To be done — Please show every line in the entries below that contains the word "railing", copying each line in full. Case counts, so only exact-case matches qualify.
==============================
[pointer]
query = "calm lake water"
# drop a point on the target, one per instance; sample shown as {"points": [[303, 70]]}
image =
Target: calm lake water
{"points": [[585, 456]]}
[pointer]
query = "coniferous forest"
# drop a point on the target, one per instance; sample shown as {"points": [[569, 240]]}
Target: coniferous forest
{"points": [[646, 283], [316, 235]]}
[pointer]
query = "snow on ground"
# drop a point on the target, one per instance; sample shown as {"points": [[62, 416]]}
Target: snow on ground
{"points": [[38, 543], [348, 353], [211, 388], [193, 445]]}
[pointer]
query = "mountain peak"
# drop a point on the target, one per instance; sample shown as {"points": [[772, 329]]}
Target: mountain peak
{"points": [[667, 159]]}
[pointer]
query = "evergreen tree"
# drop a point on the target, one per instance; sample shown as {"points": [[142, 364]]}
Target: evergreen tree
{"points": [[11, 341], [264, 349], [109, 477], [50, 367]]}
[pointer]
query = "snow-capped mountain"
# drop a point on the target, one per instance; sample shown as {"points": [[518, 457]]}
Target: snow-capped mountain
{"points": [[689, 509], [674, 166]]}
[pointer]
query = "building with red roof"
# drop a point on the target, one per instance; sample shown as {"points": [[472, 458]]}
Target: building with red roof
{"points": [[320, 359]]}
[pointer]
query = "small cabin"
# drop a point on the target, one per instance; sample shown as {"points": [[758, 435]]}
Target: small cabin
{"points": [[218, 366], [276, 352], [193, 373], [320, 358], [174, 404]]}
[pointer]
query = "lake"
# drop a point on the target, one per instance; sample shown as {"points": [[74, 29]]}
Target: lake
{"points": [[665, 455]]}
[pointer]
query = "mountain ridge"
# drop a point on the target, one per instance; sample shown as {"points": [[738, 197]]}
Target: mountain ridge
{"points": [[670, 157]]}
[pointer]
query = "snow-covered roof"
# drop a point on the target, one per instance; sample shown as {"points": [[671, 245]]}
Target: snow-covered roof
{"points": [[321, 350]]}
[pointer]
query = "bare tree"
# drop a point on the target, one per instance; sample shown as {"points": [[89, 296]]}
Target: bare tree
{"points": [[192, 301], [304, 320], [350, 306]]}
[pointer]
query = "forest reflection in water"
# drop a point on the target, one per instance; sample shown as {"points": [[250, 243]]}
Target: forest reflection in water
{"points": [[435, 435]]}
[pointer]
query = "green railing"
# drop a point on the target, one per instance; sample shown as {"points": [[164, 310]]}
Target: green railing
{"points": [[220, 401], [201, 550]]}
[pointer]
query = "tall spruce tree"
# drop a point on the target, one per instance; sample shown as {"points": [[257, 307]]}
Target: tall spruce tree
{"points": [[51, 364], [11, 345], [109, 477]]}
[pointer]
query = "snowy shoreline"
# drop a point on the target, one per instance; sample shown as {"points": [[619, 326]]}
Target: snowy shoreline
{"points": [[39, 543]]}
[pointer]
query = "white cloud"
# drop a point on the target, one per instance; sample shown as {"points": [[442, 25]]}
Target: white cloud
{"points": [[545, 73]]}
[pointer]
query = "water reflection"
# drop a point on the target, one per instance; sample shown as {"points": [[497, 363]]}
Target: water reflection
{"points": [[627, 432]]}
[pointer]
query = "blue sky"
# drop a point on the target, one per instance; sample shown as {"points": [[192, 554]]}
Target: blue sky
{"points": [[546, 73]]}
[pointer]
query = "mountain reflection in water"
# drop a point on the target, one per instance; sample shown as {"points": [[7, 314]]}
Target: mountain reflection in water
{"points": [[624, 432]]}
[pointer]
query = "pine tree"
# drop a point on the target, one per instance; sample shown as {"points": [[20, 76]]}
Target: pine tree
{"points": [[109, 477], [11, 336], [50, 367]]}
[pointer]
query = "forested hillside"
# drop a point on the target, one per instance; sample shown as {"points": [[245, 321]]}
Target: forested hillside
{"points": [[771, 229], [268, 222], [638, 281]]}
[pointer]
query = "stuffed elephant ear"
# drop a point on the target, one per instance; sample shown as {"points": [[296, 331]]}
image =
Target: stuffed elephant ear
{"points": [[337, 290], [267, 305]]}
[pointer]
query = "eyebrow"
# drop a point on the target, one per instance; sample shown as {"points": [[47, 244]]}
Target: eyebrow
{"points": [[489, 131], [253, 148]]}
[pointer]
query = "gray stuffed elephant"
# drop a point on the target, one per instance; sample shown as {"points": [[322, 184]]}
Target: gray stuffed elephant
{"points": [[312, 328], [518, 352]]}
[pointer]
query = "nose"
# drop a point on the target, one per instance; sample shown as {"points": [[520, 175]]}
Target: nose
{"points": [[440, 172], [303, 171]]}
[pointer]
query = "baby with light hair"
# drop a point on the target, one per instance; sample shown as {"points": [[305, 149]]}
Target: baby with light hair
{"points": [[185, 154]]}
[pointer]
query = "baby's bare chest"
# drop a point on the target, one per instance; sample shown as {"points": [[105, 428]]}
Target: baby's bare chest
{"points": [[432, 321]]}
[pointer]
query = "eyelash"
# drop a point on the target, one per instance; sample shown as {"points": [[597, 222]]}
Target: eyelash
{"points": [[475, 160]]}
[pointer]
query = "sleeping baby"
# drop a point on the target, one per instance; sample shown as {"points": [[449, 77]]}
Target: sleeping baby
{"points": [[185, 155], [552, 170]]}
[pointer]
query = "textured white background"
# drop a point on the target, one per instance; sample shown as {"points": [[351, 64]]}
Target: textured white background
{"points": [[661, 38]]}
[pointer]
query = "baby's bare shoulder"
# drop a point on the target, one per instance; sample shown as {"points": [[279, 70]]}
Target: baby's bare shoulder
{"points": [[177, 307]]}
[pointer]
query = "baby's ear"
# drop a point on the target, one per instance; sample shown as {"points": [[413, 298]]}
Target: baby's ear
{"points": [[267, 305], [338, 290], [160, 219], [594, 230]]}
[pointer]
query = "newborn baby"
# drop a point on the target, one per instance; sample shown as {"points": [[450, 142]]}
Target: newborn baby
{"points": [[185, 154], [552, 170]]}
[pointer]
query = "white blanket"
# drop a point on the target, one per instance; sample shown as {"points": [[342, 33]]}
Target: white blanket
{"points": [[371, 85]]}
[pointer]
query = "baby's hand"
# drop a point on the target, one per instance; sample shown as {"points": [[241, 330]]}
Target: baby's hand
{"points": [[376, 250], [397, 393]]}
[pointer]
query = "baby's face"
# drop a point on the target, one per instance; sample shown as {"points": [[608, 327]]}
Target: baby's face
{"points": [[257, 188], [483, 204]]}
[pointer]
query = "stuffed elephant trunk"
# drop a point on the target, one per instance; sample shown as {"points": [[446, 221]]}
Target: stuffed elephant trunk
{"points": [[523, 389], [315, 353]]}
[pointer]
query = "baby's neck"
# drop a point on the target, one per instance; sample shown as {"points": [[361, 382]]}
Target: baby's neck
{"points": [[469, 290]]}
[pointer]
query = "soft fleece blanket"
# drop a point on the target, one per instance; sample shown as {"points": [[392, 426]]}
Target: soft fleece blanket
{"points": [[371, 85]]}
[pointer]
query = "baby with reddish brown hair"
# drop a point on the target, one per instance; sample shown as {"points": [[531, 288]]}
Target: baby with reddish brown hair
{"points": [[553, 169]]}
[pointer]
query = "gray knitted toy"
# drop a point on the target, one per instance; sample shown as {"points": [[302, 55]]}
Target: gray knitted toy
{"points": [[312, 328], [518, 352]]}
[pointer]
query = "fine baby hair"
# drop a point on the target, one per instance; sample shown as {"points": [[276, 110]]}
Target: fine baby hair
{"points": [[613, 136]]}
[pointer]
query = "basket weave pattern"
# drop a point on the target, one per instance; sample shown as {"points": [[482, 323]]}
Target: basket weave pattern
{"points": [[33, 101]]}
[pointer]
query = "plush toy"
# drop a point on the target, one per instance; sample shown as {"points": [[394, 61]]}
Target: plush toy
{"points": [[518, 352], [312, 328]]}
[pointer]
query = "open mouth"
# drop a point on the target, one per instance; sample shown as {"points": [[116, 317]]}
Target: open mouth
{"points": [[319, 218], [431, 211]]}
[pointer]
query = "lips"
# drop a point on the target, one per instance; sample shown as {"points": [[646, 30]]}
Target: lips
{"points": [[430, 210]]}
==============================
Worked solution —
query = "green railing"
Target: green railing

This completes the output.